## What is being asked
Reproduce word for word the stretch of the records from the line containing "Prove it — the green" through the line containing "[319,121,348,141]", with both of those lines included.

## Records to use

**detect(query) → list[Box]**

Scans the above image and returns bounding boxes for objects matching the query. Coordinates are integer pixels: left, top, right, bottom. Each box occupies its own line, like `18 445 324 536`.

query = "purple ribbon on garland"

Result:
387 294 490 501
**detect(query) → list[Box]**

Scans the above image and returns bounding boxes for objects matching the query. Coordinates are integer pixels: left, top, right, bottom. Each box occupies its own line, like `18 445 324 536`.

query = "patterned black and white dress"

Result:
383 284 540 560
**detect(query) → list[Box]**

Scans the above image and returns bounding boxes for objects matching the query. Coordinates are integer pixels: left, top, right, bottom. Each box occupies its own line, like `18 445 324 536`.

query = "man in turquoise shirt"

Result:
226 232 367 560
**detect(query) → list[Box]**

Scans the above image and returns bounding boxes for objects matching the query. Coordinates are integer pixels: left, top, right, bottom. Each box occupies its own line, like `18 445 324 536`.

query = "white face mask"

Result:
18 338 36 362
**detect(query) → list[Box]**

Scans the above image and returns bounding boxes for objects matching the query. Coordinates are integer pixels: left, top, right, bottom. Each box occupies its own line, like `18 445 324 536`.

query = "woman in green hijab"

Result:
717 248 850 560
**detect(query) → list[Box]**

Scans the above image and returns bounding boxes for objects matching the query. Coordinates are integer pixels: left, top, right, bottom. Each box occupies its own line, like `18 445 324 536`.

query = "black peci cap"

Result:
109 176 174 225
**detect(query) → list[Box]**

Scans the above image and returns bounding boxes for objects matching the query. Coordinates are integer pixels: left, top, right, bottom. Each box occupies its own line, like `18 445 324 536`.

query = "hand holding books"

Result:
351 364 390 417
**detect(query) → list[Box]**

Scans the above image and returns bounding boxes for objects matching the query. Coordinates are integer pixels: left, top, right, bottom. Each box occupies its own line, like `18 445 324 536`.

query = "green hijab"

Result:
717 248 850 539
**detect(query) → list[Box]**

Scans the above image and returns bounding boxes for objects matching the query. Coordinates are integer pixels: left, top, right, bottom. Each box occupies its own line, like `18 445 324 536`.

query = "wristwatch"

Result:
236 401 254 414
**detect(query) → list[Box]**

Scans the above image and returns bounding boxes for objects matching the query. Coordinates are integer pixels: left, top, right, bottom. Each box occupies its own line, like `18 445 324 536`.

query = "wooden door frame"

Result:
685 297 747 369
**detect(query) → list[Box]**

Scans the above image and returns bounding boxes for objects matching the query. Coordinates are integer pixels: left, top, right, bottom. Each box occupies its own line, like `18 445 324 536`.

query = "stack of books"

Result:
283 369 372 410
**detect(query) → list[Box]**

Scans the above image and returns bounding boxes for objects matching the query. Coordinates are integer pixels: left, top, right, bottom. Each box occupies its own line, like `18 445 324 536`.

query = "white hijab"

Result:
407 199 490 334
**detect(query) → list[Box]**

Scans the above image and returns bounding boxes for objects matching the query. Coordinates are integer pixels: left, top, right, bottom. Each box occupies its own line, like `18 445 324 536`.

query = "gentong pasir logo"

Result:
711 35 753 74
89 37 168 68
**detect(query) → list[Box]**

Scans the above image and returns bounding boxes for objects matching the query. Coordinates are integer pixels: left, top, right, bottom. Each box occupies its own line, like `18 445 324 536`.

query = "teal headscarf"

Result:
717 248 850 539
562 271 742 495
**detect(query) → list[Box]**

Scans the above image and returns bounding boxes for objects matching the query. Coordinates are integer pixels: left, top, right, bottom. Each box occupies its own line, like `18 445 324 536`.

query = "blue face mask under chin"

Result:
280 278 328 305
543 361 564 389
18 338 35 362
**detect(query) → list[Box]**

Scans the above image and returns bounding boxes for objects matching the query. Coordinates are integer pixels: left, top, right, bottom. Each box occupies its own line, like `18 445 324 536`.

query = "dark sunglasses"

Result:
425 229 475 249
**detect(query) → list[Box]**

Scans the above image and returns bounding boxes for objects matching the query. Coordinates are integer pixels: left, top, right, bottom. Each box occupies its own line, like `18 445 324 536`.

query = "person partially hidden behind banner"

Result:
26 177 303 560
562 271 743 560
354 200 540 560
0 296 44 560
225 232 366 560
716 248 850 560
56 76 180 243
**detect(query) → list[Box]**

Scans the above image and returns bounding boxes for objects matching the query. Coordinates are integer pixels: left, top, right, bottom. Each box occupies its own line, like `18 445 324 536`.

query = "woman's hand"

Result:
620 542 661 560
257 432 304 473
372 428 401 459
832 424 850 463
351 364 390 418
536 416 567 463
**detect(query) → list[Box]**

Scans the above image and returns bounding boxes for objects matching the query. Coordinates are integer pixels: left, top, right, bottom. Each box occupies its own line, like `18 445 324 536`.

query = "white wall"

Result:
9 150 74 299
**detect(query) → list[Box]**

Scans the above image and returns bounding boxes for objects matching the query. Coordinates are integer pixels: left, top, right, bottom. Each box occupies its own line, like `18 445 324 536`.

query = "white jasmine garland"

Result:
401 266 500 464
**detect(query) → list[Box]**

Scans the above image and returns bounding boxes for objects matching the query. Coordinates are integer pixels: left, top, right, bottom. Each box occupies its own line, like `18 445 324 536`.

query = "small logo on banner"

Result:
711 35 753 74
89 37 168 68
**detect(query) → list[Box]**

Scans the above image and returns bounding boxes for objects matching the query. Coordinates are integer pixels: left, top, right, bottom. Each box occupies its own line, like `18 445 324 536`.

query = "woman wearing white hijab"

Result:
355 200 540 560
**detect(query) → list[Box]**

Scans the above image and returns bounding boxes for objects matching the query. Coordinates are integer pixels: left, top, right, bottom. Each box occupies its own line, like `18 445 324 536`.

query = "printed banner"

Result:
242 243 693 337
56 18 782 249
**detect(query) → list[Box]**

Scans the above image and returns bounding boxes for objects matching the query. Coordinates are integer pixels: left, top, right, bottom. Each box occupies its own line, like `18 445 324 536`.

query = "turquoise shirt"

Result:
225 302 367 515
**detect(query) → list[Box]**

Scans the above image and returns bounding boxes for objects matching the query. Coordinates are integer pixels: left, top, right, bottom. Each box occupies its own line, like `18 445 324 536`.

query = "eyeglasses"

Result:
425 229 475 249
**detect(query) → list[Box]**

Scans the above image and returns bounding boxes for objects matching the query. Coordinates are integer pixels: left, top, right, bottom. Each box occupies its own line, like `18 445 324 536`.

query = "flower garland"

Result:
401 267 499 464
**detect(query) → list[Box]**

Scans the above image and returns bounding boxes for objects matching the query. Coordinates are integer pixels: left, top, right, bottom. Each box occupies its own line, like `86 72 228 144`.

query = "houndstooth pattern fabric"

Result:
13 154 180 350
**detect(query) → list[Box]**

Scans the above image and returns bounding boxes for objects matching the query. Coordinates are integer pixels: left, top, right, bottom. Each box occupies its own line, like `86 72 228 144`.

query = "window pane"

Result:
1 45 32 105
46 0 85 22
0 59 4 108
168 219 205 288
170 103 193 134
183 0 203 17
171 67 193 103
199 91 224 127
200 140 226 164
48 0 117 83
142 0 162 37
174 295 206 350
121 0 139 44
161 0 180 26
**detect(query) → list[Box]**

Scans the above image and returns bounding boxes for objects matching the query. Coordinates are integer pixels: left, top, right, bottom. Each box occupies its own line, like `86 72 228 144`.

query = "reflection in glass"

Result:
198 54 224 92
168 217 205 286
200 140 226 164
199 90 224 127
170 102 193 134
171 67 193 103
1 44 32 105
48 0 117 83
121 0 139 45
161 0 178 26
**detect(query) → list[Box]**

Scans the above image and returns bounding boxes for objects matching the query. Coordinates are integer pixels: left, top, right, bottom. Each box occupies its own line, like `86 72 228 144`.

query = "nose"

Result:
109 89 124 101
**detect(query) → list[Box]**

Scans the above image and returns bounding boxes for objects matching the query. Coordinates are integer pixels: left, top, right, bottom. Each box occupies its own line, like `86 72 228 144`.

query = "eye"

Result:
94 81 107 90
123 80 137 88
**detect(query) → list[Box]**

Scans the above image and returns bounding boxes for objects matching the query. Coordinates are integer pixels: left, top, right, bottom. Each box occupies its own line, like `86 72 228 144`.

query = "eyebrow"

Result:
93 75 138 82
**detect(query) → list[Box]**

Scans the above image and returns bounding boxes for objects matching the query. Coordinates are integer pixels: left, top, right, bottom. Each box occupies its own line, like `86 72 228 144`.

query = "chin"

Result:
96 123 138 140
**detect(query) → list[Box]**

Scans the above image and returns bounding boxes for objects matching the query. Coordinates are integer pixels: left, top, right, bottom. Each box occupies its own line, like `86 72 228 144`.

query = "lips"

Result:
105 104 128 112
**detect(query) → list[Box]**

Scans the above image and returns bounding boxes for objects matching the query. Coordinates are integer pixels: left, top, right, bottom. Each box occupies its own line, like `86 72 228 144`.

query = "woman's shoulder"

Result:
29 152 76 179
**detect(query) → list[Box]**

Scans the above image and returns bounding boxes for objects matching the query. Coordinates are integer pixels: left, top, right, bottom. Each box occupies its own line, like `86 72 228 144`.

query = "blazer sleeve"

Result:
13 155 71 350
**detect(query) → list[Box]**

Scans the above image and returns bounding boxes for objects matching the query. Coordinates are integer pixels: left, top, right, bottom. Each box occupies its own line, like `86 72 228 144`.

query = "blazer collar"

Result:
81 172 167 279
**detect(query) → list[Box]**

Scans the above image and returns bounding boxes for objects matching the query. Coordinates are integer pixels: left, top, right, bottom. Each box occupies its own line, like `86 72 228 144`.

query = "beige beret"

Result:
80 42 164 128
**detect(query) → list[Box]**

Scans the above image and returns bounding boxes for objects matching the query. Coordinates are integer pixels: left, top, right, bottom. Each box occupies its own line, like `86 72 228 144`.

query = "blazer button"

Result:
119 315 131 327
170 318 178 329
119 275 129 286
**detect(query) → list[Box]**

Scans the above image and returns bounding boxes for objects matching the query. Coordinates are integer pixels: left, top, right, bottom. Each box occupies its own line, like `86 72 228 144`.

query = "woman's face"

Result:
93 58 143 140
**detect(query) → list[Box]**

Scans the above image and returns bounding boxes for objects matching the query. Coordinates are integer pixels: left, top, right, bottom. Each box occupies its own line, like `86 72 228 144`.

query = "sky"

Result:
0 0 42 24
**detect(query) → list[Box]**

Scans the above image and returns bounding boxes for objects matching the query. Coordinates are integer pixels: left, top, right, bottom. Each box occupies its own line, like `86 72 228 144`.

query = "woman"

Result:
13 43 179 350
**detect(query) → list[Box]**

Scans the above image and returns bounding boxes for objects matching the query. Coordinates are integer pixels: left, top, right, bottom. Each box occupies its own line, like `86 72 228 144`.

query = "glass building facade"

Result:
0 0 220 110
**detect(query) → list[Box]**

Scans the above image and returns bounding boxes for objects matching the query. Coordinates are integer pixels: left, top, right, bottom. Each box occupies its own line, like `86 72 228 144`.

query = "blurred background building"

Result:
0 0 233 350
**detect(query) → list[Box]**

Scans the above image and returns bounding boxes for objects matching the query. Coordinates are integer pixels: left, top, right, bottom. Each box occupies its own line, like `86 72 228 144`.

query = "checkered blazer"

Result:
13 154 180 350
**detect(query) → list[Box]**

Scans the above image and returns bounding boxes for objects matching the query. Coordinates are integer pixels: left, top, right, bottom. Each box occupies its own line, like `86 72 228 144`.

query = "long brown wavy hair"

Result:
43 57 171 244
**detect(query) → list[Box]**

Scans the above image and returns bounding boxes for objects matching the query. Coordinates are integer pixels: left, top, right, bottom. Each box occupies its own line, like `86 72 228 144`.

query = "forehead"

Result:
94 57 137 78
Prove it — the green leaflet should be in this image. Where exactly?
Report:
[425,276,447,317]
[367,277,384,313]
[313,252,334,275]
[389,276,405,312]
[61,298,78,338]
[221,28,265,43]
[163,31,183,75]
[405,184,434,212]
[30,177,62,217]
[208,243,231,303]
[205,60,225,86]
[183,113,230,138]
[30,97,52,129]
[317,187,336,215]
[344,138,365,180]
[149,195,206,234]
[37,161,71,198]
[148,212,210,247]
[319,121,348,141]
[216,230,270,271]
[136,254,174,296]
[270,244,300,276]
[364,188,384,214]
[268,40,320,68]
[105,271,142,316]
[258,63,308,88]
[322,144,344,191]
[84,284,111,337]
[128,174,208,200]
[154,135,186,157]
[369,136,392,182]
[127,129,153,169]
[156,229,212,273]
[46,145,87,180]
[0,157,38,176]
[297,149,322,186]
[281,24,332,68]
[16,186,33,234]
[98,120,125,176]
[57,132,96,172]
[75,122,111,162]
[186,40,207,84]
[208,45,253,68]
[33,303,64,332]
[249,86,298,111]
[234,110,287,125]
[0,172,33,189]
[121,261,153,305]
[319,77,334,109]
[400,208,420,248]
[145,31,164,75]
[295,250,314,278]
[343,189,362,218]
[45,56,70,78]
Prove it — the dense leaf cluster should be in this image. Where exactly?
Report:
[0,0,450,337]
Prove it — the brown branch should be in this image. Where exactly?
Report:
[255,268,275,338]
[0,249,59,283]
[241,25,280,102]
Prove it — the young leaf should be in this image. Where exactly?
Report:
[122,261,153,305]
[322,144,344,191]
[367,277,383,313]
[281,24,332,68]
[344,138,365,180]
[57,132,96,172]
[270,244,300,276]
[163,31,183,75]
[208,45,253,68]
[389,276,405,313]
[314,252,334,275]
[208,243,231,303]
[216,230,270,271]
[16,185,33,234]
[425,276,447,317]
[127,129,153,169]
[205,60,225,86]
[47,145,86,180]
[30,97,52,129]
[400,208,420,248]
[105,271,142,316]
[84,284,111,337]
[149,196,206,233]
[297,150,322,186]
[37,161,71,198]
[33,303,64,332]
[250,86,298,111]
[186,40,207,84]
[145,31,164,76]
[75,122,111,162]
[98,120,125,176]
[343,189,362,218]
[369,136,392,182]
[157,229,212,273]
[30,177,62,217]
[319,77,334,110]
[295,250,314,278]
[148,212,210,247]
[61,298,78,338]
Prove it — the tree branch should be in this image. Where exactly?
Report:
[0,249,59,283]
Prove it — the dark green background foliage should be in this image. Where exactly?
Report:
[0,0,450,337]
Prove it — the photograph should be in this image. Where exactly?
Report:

## Result
Prove it — the green leaflet should be in this image. Where exactly?
Report:
[425,276,447,317]
[367,277,384,313]
[313,252,334,275]
[389,276,405,312]
[61,298,78,338]
[221,28,265,43]
[163,31,183,75]
[405,184,434,212]
[30,177,62,217]
[208,243,231,303]
[205,60,225,86]
[183,113,230,138]
[30,97,52,129]
[317,187,336,215]
[344,138,365,180]
[149,195,206,234]
[37,161,71,198]
[148,212,210,247]
[319,121,348,141]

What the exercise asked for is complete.